___ Source text

You should include affiliate links (the special link each affiliate has for each product) in ALL your blog posts from the start.
You can add links to text, to your images, or add some banners and even videos to your blog posts and when somebody clicks on them and they buy, you get your commission.
I know, I know. unless you’re a very prolific writer, you’re not going to have a lot of content at the beginning. But it’s important that you start putting things in place so when you start getting more traffic you can make the most of it.
Don’t despair if you don’t have a lot of content yet, here’s where Pinterest really helps:
Pins with affiliate links
The good thing about using Pinterest for affiliate marketing is that you don’t even need to have a blog post for each product.
You can now use pins to link directly to the product you are recommending.
You don’t even need a blog, as McKinzie’s course shows you.
#TIP: ALWAYS check that you can use #affiliatelinks directly in social media posts.
Why use pins with affiliate links?
Affiliate marketing is a numbers game.
You’ll get a percentage of people that clickon your pin.
Out of these people, a percentage of people that read the post will click on an affiliate link. Then, out of these people, a small number will actually buy the product.
So out of 1000 of people that read your blog post, you could get 5 or 10 actually buying it, depending on your conversion rate.
But if you are using pins to link directly to the products, you’re making this path much shorter. When your followers (or anybody that finds your pin on Pinterest) click on your pin, they go straight to the landing page.
Another reason is that it takes a while to create all the blog content you need, doesn’t it? But it can take you 10-15 minutes to have 2 or 3 new pins for one of the products. And another 5 minutes to schedule them in Tailwind and you’re done!
You need to have a variety of pinnable images for your blog posts and the products you recommend.

______
___ Entries supplied

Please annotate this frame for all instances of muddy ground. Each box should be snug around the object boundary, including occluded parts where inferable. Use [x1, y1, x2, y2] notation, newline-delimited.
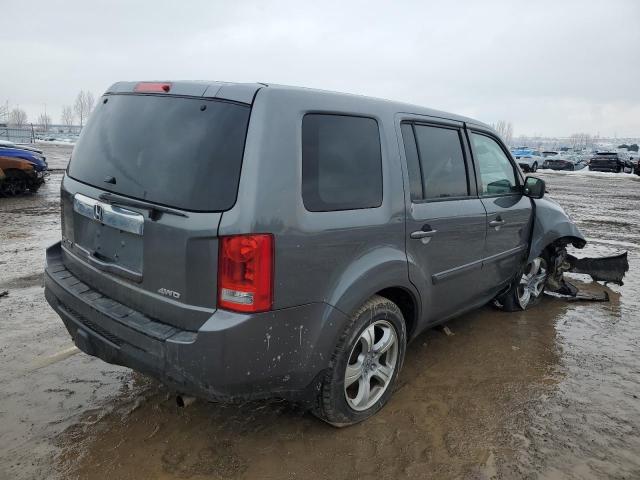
[0, 146, 640, 480]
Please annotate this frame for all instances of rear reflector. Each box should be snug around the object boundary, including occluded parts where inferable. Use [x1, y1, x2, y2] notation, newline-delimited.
[133, 82, 171, 93]
[218, 234, 273, 312]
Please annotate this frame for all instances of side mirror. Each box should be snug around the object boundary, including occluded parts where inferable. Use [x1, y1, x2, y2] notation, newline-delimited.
[524, 177, 546, 198]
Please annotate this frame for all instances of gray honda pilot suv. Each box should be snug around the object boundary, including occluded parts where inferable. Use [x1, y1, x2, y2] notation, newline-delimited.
[45, 82, 584, 426]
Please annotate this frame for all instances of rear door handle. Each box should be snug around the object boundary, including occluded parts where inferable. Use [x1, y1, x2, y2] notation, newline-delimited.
[410, 230, 438, 239]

______

- [Task list]
(1) Shift every bounding-box coordinate by -100 in the rows running from the one containing "Please annotate this frame for all instances of rear reflector." through the one containing "[218, 234, 273, 312]". Then write out that stretch of rows again in full, with its request included.
(2) Carry on the text about Pinterest and affiliate marketing from the point where it stops.

- [Answers for the tasks]
(1)
Please annotate this frame for all instances of rear reflector. Each box should be snug around the object boundary, including occluded parts where inferable. Use [x1, y1, x2, y2] notation, newline-delimited.
[33, -18, 71, -7]
[118, 134, 173, 212]

(2)
One thing I learnt from McKinzie is that it’s not just about using the right colours or the right fonts or the right design, it is about getting your followers to click on your pin. Once they’ve clicked on it, they can read all the info and decide if it’s for them.
Having several images also means that you’re not repeating the same pins all the time in group boards.
And you learn which pins get you more clickthroughs and more sales, so your pin design becomes more effective.In her course, McKinzie goes over pin design principles and shows you how she uses Canva to create her pins.
I prefer Stencil, though, because it’s much faster to use and there are lots of images and icons that look great in social media images. True, it doesn’t have as many templates as Canva. But keeping things simple can also save you a lot of time.
Great pin descriptions
It can take a little care and attention to get pin descriptions right.
Your pin descriptions should include keywords that people are going to be looking for as well as hashtags. But when it comes to the text you have different ways to do them: You can use calls to action, a description of what the product is, what you think about it…
My tip here would be to use the same image and try different pin descriptions to see which one works best and schedule them so they are not together on your boards.
McKinzie goes into a lot more detail in Pinterest to Profits than I do in this blog post but using her explanations has helped me come up with some templates that I can use again and again to create different pin descriptions. I keep my templates in a spreadsheet. It’s also easier for me to tweak them and customise them for each different product.
Your Pinterest traffic will grow if you are consistent with your pinning. That's why you have to do it regularly and you must follow a system. Otherwise, you won’t know what you’ve been pinning and you might be wasting your time.
So, although I try to do a bit of manual pinning every day, in my opinion, you should use a scheduler like Tailwind as well, cos it gives you the flexibility you need to pin as many pins and as often as you want and you can use Tailwind Tribes too.
Making money with affiliate marketing is a numbers game. But a beginner blogger can start to make money with Pinterest with a relatively small number of followers, not a lot of blog posts, and a small number of products to recommend if she uses pins with affiliate links and uses Tailwind and to pin to group boards and Tribes.
Best of all, once your pins become popular, they can take a life of their own and they continue being pinned without you having to do anything.